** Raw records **
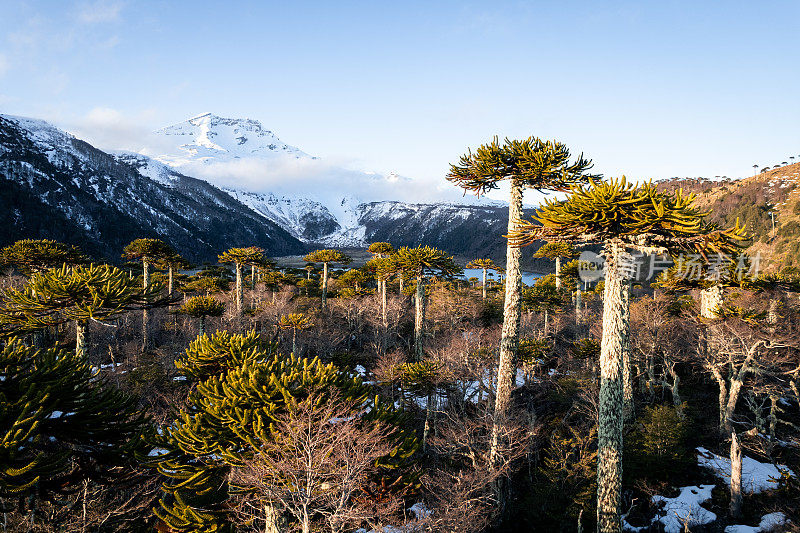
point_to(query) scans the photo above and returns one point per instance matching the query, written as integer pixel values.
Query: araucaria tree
(61, 428)
(621, 217)
(252, 256)
(526, 164)
(202, 307)
(79, 294)
(148, 251)
(325, 257)
(37, 255)
(418, 263)
(294, 322)
(555, 251)
(483, 265)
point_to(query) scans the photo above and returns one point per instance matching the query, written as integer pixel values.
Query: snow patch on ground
(757, 477)
(769, 522)
(685, 509)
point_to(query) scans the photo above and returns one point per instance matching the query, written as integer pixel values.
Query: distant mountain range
(54, 185)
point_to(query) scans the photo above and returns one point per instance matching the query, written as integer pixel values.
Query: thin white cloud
(108, 129)
(321, 179)
(99, 11)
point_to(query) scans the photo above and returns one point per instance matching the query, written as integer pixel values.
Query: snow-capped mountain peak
(209, 138)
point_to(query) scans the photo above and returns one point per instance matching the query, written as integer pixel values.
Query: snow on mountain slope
(331, 208)
(208, 138)
(57, 186)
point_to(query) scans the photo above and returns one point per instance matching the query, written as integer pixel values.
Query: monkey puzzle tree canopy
(230, 414)
(555, 250)
(639, 216)
(621, 216)
(80, 293)
(37, 255)
(148, 250)
(60, 424)
(424, 260)
(213, 355)
(532, 163)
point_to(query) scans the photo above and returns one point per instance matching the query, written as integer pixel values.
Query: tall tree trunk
(145, 312)
(627, 378)
(239, 292)
(558, 273)
(324, 285)
(736, 477)
(170, 280)
(383, 303)
(428, 421)
(272, 519)
(80, 336)
(509, 337)
(772, 313)
(419, 320)
(609, 435)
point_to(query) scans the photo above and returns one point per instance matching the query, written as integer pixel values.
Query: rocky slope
(54, 185)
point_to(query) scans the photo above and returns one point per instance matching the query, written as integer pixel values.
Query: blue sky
(648, 89)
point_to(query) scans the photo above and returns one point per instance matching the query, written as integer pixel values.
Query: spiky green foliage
(382, 267)
(482, 264)
(424, 260)
(38, 255)
(148, 250)
(532, 162)
(327, 256)
(206, 285)
(213, 355)
(80, 293)
(554, 250)
(252, 255)
(638, 215)
(380, 249)
(228, 416)
(60, 424)
(355, 278)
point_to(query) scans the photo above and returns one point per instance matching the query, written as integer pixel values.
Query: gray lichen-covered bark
(627, 378)
(419, 320)
(736, 477)
(610, 423)
(239, 292)
(145, 312)
(509, 337)
(80, 337)
(324, 285)
(558, 272)
(710, 300)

** Your goal **
Copy every record above exactly, leaving out any pictures.

** Response to this task **
point_to(query) scans the photo above and returns one point per instance matching the query, written as integer pixel values.
Query: araucaria tree
(61, 428)
(621, 217)
(252, 256)
(526, 164)
(202, 307)
(79, 294)
(148, 251)
(325, 257)
(37, 255)
(418, 263)
(294, 322)
(555, 251)
(483, 265)
point_to(query) scans the photo above and returns one point per instance matching the query, written as integer pixel values.
Query: snow patch on ground
(757, 477)
(769, 522)
(685, 509)
point_to(query) scans the photo above and returns one point per instance matching the query, written as integer pixel values.
Query: distant mountain range
(54, 185)
point_to(query) scans the photo above and returns one point per instance matching the query, written as integer pixel values.
Query: thin white cloud
(108, 129)
(321, 179)
(99, 11)
point_to(query) scans the photo above and returns one point per instance matching the query, written as integer pixel values.
Query: snow-capped mountain peak
(209, 138)
point_to(query) scans the photo above and returns one point per instance matching the query, written as integer pixel values.
Query: snow on mountain slope
(331, 208)
(208, 138)
(57, 186)
point_to(query) scans the photo above and returns one point per instance matching the query, written as integer pixel values.
Query: monkey puzzle tree canopy
(230, 414)
(555, 250)
(639, 216)
(621, 216)
(80, 293)
(37, 255)
(148, 250)
(60, 424)
(424, 260)
(213, 355)
(532, 163)
point_to(query) scans the photo above and returns one point per instance matching the query, written as integer pixel values.
Query: tall tree trunk
(145, 312)
(627, 378)
(239, 292)
(558, 273)
(324, 285)
(736, 477)
(170, 280)
(383, 303)
(428, 421)
(272, 519)
(80, 336)
(509, 337)
(772, 313)
(419, 320)
(609, 435)
point_to(query) scans the photo above and returns one point per instance matching the query, written as integer pixel values.
Query: rocky slope
(54, 185)
point_to(query) scans the photo above and returns one point per instance matching the query, written as integer pixel values.
Query: blue sky
(648, 89)
point_to(query) scans the photo above and returns one point per instance matching the query, written as integer pixel values.
Query: spiky green foliage
(382, 267)
(482, 264)
(424, 260)
(38, 255)
(148, 250)
(532, 162)
(327, 256)
(206, 285)
(213, 355)
(80, 293)
(554, 250)
(252, 255)
(638, 215)
(380, 249)
(228, 416)
(60, 424)
(355, 278)
point_to(query) scans the photo above and returns one point per instance matching the query, written as integer pixel values.
Query: gray lichen-covered bark
(627, 378)
(419, 320)
(736, 477)
(610, 423)
(239, 292)
(145, 312)
(509, 337)
(80, 337)
(324, 285)
(558, 272)
(710, 300)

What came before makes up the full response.